- Problem -
Render every line of the entries below as a JSON list of strings, with one string per line and blank lines omitted.

- Dataset entries about object locations -
— begin —
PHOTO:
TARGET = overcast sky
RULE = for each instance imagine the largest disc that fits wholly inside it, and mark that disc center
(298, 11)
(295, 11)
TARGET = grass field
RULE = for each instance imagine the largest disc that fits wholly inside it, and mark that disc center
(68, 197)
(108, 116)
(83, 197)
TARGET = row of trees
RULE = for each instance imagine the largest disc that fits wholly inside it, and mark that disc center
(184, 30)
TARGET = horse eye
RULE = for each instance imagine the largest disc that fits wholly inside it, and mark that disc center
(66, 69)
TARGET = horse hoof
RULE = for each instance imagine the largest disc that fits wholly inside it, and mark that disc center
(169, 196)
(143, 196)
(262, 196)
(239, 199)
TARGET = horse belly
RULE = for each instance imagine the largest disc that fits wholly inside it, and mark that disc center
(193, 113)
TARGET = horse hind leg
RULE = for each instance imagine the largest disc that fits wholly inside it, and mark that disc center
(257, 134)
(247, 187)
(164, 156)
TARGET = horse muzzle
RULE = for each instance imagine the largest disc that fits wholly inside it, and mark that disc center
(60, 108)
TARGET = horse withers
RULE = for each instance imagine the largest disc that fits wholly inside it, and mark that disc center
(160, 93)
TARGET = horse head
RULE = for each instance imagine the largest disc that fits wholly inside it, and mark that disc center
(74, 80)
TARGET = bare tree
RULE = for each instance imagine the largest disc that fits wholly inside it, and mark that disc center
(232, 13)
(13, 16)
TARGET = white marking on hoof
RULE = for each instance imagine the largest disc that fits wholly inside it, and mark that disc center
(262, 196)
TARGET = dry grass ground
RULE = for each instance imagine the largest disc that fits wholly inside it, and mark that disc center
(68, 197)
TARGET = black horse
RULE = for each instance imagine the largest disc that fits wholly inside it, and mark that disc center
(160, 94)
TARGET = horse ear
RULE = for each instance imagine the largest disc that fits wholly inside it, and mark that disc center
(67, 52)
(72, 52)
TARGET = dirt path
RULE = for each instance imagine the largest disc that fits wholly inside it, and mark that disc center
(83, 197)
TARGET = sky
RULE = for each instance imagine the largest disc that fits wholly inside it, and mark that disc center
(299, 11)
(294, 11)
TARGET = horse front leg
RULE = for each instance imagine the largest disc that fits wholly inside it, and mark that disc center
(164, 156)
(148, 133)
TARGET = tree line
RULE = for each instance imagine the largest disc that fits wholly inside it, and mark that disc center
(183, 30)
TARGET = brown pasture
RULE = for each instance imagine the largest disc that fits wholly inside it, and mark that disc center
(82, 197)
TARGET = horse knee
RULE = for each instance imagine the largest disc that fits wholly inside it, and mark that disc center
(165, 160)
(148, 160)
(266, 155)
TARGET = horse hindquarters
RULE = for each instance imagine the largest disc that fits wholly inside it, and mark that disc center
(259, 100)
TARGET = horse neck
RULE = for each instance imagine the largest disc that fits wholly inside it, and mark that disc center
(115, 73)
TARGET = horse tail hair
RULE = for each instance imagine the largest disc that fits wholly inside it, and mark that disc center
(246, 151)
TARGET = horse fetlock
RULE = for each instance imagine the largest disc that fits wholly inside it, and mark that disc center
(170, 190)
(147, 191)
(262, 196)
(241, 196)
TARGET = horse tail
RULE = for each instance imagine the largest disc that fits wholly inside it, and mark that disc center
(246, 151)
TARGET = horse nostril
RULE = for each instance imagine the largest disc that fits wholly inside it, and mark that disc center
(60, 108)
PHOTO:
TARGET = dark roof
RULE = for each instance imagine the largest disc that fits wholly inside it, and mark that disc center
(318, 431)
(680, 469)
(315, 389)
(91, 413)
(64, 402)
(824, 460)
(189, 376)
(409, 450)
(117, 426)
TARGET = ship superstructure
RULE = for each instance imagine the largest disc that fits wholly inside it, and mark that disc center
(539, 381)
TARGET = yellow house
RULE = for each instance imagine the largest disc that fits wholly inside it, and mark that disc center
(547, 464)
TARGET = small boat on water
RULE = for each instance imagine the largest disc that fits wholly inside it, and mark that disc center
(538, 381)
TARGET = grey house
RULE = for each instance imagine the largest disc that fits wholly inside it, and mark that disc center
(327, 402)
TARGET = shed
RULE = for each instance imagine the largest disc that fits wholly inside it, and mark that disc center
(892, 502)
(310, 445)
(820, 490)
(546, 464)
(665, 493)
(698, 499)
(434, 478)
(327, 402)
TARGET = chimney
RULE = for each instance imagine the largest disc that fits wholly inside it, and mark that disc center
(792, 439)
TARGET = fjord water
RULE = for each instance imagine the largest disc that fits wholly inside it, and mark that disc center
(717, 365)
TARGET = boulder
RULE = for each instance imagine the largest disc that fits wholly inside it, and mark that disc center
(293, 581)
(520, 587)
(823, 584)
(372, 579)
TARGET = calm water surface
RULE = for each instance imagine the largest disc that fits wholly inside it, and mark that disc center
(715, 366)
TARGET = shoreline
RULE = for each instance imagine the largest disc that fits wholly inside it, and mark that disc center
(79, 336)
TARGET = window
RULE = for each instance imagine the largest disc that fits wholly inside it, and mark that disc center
— end —
- The solution -
[
  "PHOTO:",
  "TARGET = overcast sky",
  "RULE = for each instance imagine the largest disc that fits wholly inside it, and mark that disc center",
  "(298, 11)",
  "(295, 11)",
  "TARGET = grass field",
  "RULE = for each instance imagine the largest disc that fits wholly inside it, and mark that disc center",
  "(68, 197)",
  "(108, 116)",
  "(83, 197)",
  "TARGET = row of trees",
  "RULE = for each instance imagine the largest disc that fits wholly inside it, and mark that disc center",
  "(184, 30)",
  "TARGET = horse eye",
  "RULE = for each instance imagine the largest disc that fits wholly inside it, and mark that disc center",
  "(66, 69)",
  "TARGET = horse hoof",
  "RULE = for each instance imagine the largest disc that fits wholly inside it, and mark that disc center",
  "(169, 196)",
  "(143, 196)",
  "(262, 196)",
  "(239, 199)",
  "TARGET = horse belly",
  "RULE = for each instance imagine the largest disc that fits wholly inside it, and mark that disc center",
  "(193, 113)",
  "TARGET = horse hind leg",
  "RULE = for each instance imagine the largest disc that fits wholly inside it, and mark that disc center",
  "(257, 134)",
  "(247, 187)",
  "(164, 156)",
  "TARGET = horse muzzle",
  "RULE = for each instance imagine the largest disc that fits wholly inside it, and mark that disc center",
  "(60, 108)",
  "TARGET = horse withers",
  "RULE = for each instance imagine the largest disc that fits wholly inside it, and mark that disc center",
  "(160, 93)",
  "TARGET = horse head",
  "RULE = for each instance imagine the largest disc that fits wholly inside it, and mark that disc center",
  "(74, 80)",
  "TARGET = bare tree",
  "RULE = for each instance imagine the largest disc that fits wholly inside it, and mark that disc center",
  "(232, 13)",
  "(13, 16)",
  "TARGET = white marking on hoof",
  "RULE = for each instance imagine the largest disc that fits wholly inside it, and mark that disc center",
  "(262, 196)",
  "TARGET = dry grass ground",
  "RULE = for each instance imagine the largest disc that fits wholly inside it, and mark that disc center",
  "(68, 197)",
  "TARGET = black horse",
  "RULE = for each instance imagine the largest disc that fits wholly inside it, and mark that disc center",
  "(160, 94)",
  "TARGET = horse ear",
  "RULE = for each instance imagine the largest disc that fits wholly inside it, and mark that disc center",
  "(67, 52)",
  "(72, 52)",
  "TARGET = dirt path",
  "RULE = for each instance imagine the largest disc that fits wholly inside it, and mark that disc center",
  "(83, 197)",
  "TARGET = sky",
  "RULE = for each instance imagine the largest disc that fits wholly inside it, and mark that disc center",
  "(299, 11)",
  "(294, 11)",
  "TARGET = horse front leg",
  "RULE = for each instance imagine the largest disc that fits wholly inside it, and mark that disc center",
  "(164, 156)",
  "(148, 133)",
  "TARGET = tree line",
  "RULE = for each instance imagine the largest disc that fits wholly inside it, and mark that disc center",
  "(183, 30)",
  "TARGET = brown pasture",
  "RULE = for each instance imagine the largest disc that fits wholly inside it, and mark that disc center",
  "(82, 197)",
  "TARGET = horse knee",
  "RULE = for each instance imagine the largest disc that fits wholly inside it, and mark that disc center",
  "(165, 160)",
  "(148, 160)",
  "(266, 155)",
  "TARGET = horse hindquarters",
  "RULE = for each instance imagine the largest disc that fits wholly inside it, and mark that disc center",
  "(259, 100)",
  "TARGET = horse neck",
  "RULE = for each instance imagine the largest disc that fits wholly inside it, and mark that disc center",
  "(115, 73)",
  "TARGET = horse tail hair",
  "RULE = for each instance imagine the largest disc that fits wholly inside it, and mark that disc center",
  "(246, 151)",
  "TARGET = horse fetlock",
  "RULE = for each instance imagine the largest disc that fits wholly inside it, and mark that disc center",
  "(170, 190)",
  "(147, 191)",
  "(262, 196)",
  "(241, 196)",
  "TARGET = horse tail",
  "RULE = for each instance imagine the largest disc that fits wholly inside it, and mark that disc center",
  "(246, 151)",
  "TARGET = horse nostril",
  "RULE = for each instance imagine the largest disc that fits wholly inside it, and mark that disc center",
  "(60, 108)",
  "PHOTO:",
  "TARGET = dark roof",
  "RULE = for each instance imagine the largest disc that fits wholly inside it, and mark that disc center",
  "(318, 431)",
  "(680, 469)",
  "(315, 389)",
  "(91, 413)",
  "(64, 402)",
  "(824, 460)",
  "(189, 376)",
  "(409, 450)",
  "(117, 426)",
  "TARGET = ship superstructure",
  "RULE = for each instance imagine the largest disc that fits wholly inside it, and mark that disc center",
  "(539, 381)",
  "TARGET = yellow house",
  "RULE = for each instance imagine the largest disc that fits wholly inside it, and mark that disc center",
  "(547, 464)",
  "TARGET = small boat on water",
  "RULE = for each instance imagine the largest disc that fits wholly inside it, and mark that disc center",
  "(538, 381)",
  "TARGET = grey house",
  "RULE = for each instance imagine the largest disc that fits wholly inside it, and mark that disc center",
  "(327, 402)",
  "TARGET = shed",
  "RULE = for each instance imagine the largest disc that fits wholly inside it, and mark that disc center",
  "(892, 502)",
  "(310, 445)",
  "(820, 490)",
  "(546, 464)",
  "(665, 493)",
  "(698, 499)",
  "(434, 478)",
  "(327, 402)",
  "TARGET = chimney",
  "RULE = for each instance imagine the largest disc that fits wholly inside it, and mark that disc center",
  "(792, 439)",
  "TARGET = fjord water",
  "RULE = for each instance imagine the largest disc that fits wholly inside it, and mark that disc center",
  "(717, 365)",
  "TARGET = boulder",
  "RULE = for each instance imagine the largest disc that fits wholly inside it, and mark that disc center",
  "(293, 581)",
  "(520, 587)",
  "(823, 584)",
  "(372, 579)",
  "TARGET = calm water surface",
  "RULE = for each instance imagine the largest disc that fits wholly inside it, and mark that disc center",
  "(715, 366)",
  "TARGET = shoreline",
  "RULE = for each instance imagine the largest disc that fits wholly inside it, and mark that disc center",
  "(79, 336)",
  "TARGET = window",
  "RULE = for each instance imagine the largest disc that fits wholly inside it, and mark that disc center"
]